* SUPPLIED TEXT
________________________
Lorain County Transit (LCT) is the public transportation provider for Lorain County, Ohio. It is a division of the Lorain County Commissioners, and its offices are in downtown Elyria. Robert Wickens, Board Chairman in the 1970s, successfully led the effort to begin fixed route transit service in the county. The current manager of LCT is Richard Enty

LCT once operated a total of 13 fixed bus routes, the majority of which connected at a transfer point near Midway Mall in Elyria, the county seat. Secondary transfer hubs for the system were in downtown Elyria and Lorain. LCT also operates connecting paratransit service for the three communities of Oberlin, Amherst and Avon.

In addition to servicing the county's various localities, LCT also provided an express route connecting Oberlin to Cleveland Hopkins International Airport (from which one can transfer to the RTA Rapid Transit into Cleveland.) As of June 1, 2009, LCT shut down this route due to funding shortfalls. This route was funded primarily by Oberlin College. Since fall 2005, LCT had provided supplemental service to the airport for the College's vacations and holidays. In spring 2009, this supplemental service was provided on 47-55 passenger motorcoaches owned and operated by Brecksville Road Transit.
________________________
* GIVEN INSTRUCTION 1
Using the Lorain County Transit passage, answer these:
(a) Where are LCT's offices located?
(b) Which three communities receive LCT's connecting paratransit service?
(c) On what date did LCT shut down the express route to the airport?
* GIVEN INSTRUCTION 2
Can you carry the Lorain County Transit passage forward from its final sentence?
The entries after this text have nothing to do with the work asked here.

* DATA SHOWN
________________________
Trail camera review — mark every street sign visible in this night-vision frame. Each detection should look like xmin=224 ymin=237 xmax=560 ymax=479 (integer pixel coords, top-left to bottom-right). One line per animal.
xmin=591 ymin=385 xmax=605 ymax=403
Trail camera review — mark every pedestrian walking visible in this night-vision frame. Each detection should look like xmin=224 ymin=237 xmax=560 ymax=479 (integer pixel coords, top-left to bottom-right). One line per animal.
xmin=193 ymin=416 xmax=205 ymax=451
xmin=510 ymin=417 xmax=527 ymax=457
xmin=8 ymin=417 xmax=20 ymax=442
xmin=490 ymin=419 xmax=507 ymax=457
________________________
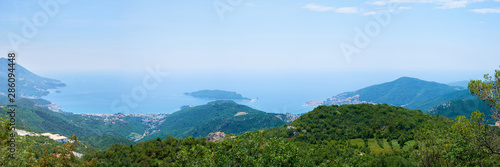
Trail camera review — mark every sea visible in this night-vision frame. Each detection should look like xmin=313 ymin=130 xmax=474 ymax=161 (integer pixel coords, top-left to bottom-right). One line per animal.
________________________
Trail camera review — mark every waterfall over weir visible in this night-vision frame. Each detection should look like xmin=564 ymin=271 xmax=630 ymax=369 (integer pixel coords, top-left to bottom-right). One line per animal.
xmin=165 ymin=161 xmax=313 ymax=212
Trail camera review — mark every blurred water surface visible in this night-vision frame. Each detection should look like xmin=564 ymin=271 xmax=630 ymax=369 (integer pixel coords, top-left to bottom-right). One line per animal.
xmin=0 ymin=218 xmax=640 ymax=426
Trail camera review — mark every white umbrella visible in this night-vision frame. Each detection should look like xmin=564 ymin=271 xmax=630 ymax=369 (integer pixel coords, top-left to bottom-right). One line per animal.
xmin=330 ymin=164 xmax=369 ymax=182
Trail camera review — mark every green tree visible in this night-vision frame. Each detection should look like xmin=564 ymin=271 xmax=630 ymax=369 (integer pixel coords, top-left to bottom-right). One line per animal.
________________________
* TASK ANSWER 1
(a) Downtown Elyria
(b) Oberlin, Amherst and Avon
(c) June 1, 2009

* TASK ANSWER 2
LCT also provides an express bus route from Elyria to the Cleveland RTA park and ride lot in Westlake. LCT hopes to extend this route to Downtown Cleveland. On November 27, 2012, LCT added an express route to Downtown Cleveland. As of August 16, 2013 LCT discontinued this route due to low ridership.

Routes

(As of January 18, 2010):  

Downtown Elyria Loop
1 Lorain/Elyria via Washington
2 Lorain/Elyria via Broadway
51 East Elyria/Broad Street Loop 
52 East Elyria/Abbe Road Loop 

The fixed routes currently run every 2 hours.

Defunct routes

Cleveland Commuter Route (Elyria - Downtown Cleveland) (discontinued August 16, 2013)
Elyria - Westlake Park and Ride
Oberlin - Cleveland Hopkins International Airport (discontinued June 5, 2009)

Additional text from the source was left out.